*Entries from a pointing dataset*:
⁂
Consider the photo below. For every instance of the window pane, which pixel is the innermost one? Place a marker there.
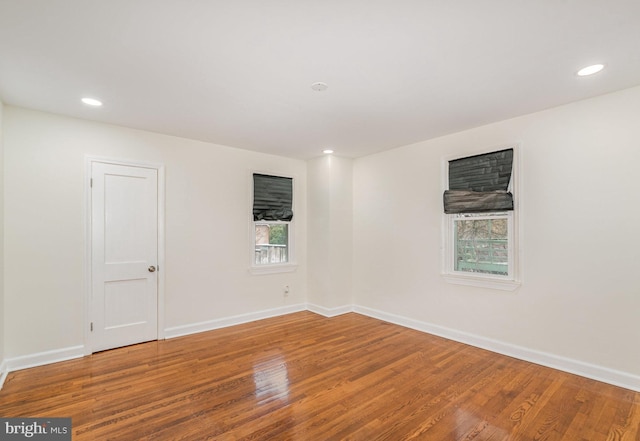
(482, 246)
(272, 243)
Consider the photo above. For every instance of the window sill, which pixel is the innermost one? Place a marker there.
(273, 269)
(481, 282)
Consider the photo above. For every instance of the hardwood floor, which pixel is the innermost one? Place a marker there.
(306, 377)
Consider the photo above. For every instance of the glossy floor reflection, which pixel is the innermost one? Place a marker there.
(307, 377)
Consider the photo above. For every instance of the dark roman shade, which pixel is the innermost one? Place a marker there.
(479, 184)
(272, 198)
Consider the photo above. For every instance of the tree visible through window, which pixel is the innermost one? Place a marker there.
(482, 244)
(272, 219)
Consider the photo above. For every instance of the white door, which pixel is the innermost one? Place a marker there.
(124, 254)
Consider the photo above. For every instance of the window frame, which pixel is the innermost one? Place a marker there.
(272, 268)
(512, 280)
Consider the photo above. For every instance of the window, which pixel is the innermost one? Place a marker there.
(480, 221)
(272, 225)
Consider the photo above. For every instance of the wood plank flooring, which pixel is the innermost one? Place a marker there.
(306, 377)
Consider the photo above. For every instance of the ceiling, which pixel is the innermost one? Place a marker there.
(239, 73)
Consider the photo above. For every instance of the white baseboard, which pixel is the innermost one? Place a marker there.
(210, 325)
(583, 369)
(595, 372)
(329, 312)
(42, 358)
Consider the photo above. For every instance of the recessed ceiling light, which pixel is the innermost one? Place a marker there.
(92, 102)
(590, 70)
(319, 86)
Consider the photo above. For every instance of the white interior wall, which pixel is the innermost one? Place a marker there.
(207, 228)
(330, 231)
(2, 308)
(579, 298)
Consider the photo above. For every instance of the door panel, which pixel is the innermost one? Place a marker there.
(124, 227)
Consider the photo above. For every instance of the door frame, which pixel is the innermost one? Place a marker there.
(89, 161)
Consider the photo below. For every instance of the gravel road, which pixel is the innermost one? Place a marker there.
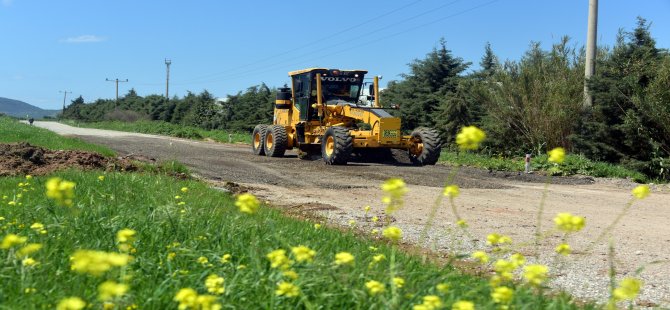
⁂
*TASK PROMPT*: Locate every line in the data above that contains the word "door", and copy each such line.

*SOLUTION*:
Consider the photo above. For every instance of the white door, which pixel is the innermost one? Place a marker there.
Consider the photo above. For every instance of the door panel, which pixel is the innermost one? Place a marker there.
Consider the photo above. For every instance of the door frame, which pixel is the innermost one? Place a marker there.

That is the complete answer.